### Data rows

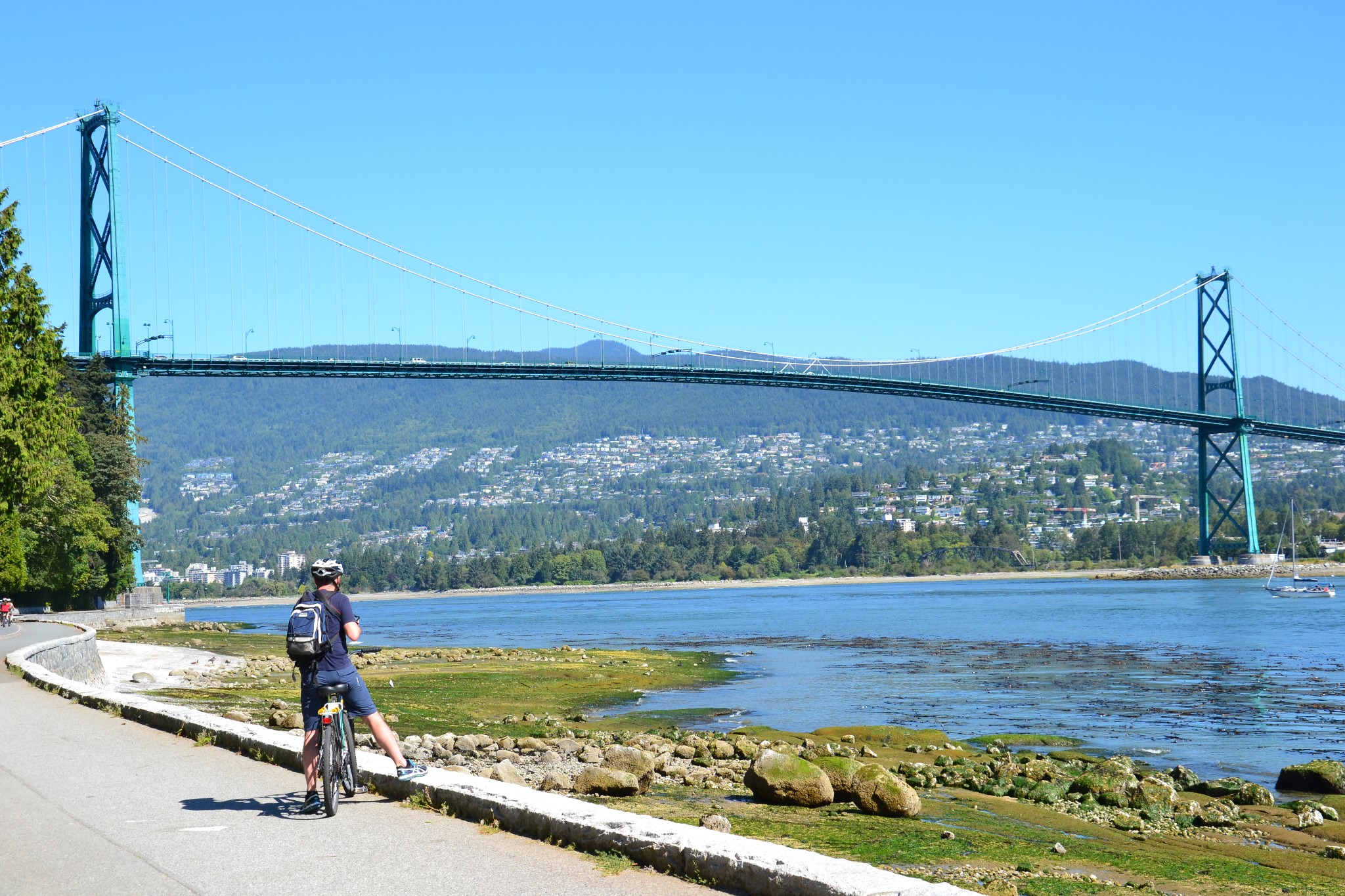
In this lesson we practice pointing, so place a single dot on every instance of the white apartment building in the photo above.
(202, 574)
(291, 561)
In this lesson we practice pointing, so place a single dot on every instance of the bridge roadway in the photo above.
(779, 378)
(91, 803)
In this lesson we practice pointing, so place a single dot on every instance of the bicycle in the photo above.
(337, 752)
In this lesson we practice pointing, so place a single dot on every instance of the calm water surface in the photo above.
(1215, 675)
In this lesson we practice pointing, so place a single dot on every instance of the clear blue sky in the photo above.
(853, 179)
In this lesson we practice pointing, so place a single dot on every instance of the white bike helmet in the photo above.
(327, 568)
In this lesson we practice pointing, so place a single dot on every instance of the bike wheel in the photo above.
(330, 769)
(349, 771)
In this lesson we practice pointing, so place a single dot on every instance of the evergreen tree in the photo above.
(54, 535)
(35, 417)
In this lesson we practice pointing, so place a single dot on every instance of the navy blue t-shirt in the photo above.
(337, 658)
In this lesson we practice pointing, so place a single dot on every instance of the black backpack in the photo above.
(307, 639)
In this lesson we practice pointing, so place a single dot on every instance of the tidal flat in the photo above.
(525, 703)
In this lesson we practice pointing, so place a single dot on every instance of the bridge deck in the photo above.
(778, 378)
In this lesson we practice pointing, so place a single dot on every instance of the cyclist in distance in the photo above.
(337, 668)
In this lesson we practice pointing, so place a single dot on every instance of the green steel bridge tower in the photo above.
(1223, 490)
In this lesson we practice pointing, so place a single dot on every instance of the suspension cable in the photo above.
(45, 131)
(738, 352)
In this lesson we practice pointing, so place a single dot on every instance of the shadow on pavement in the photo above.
(276, 806)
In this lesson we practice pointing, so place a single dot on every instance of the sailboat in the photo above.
(1300, 587)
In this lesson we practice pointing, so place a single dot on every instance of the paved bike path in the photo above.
(95, 803)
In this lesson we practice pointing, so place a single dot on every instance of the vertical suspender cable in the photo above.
(205, 268)
(154, 218)
(74, 219)
(195, 330)
(46, 203)
(233, 326)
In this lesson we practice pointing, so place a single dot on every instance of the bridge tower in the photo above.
(102, 258)
(1222, 452)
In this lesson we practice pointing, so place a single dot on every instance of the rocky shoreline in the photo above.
(1227, 571)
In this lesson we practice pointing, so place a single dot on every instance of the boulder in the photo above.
(717, 822)
(556, 781)
(607, 782)
(1310, 819)
(1155, 797)
(1125, 821)
(1183, 777)
(1243, 793)
(1047, 792)
(1302, 805)
(841, 773)
(1040, 770)
(877, 792)
(787, 781)
(1109, 782)
(1317, 777)
(632, 761)
(508, 774)
(1222, 813)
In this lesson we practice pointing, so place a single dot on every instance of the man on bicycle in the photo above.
(335, 668)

### Exercise task
Without the pictures, reproduce every line of the records above exactly.

### Correct result
In this lesson we practice pointing, so place a single dot on every instance of the white apartment building in the photo above.
(202, 574)
(291, 561)
In this lesson we practice pointing, so place a single dot on every instance of the bridge roadway in the photo above.
(779, 378)
(91, 803)
In this lesson we practice pointing, so place a single dot on every instance of the bicycle in the photo above.
(337, 752)
In this lesson we practice pointing, so place a single dot on every instance of the calm water surface in the photo above.
(1215, 675)
In this lesson we practice pointing, so place a single dot on every instance of the clear blue sky in the photo above.
(853, 179)
In this lesson we practice pointing, so place a single dot on every instance of the white bike helmet in the photo above.
(327, 568)
In this lesson we practice pointing, so place a single dot on every instance of the bike wheel in the photo above.
(330, 769)
(349, 771)
In this lesson we practice pointing, so place a single dot on every instance of the evergreen tree in the photo above.
(54, 535)
(35, 417)
In this lesson we practice pointing, so place a single dot on every instance of the navy blue t-shirt in the photo above.
(337, 658)
In this lesson we practice pointing, so place a single dot on every instance of the black backpack in the photo above.
(307, 639)
In this lesson we practice pointing, so place a single dot on every instance of the tidal flat in the photo above.
(525, 703)
In this lesson we practice pointing, so place a single dot on every instance of the bridge deck in the photo above.
(778, 378)
In this lesson we practice pointing, so place a single dot on every instance of the cyclist in distance in the photo above.
(337, 668)
In this lesson we practice pointing, so place a single dot on every instance of the green steel bridge tower in the photo above.
(1223, 490)
In this lesson we practice pointing, so place a single dot on every instance of the suspension cable in the photo above.
(45, 131)
(738, 352)
In this lesson we practice pointing, so place a single dot on every instance of the shadow on pavement in the photo above.
(276, 806)
In this lesson we practice pointing, so place a single dot on every instance of the sailboat in the photo above.
(1300, 587)
In this lesson we practice pointing, so place a single dot on every instance of the paved bike path in the photo above.
(95, 803)
In this lesson we practice pointing, so place a single dot on every instance of the vertical suspender cable in the photo above.
(205, 268)
(154, 218)
(74, 219)
(195, 330)
(46, 203)
(233, 326)
In this lesson we practice pointing, so place a single dot on every instance of the bridge tower in the photo above.
(102, 258)
(1222, 452)
In this lesson we practice pointing, so place a single dot on every instance of the rocky shoreline in the photo above.
(1227, 571)
In this lesson we practice pointing, so place a single dot on every instance of the boulder in the photo above.
(717, 822)
(556, 781)
(607, 782)
(1310, 819)
(1155, 797)
(1125, 821)
(1183, 777)
(1243, 793)
(1047, 792)
(1302, 805)
(841, 773)
(1040, 770)
(877, 792)
(787, 781)
(1109, 782)
(1317, 777)
(632, 761)
(508, 774)
(1222, 813)
In this lesson we practice pointing, so place a single dot on every instance of the man on bicycle in the photo above.
(335, 668)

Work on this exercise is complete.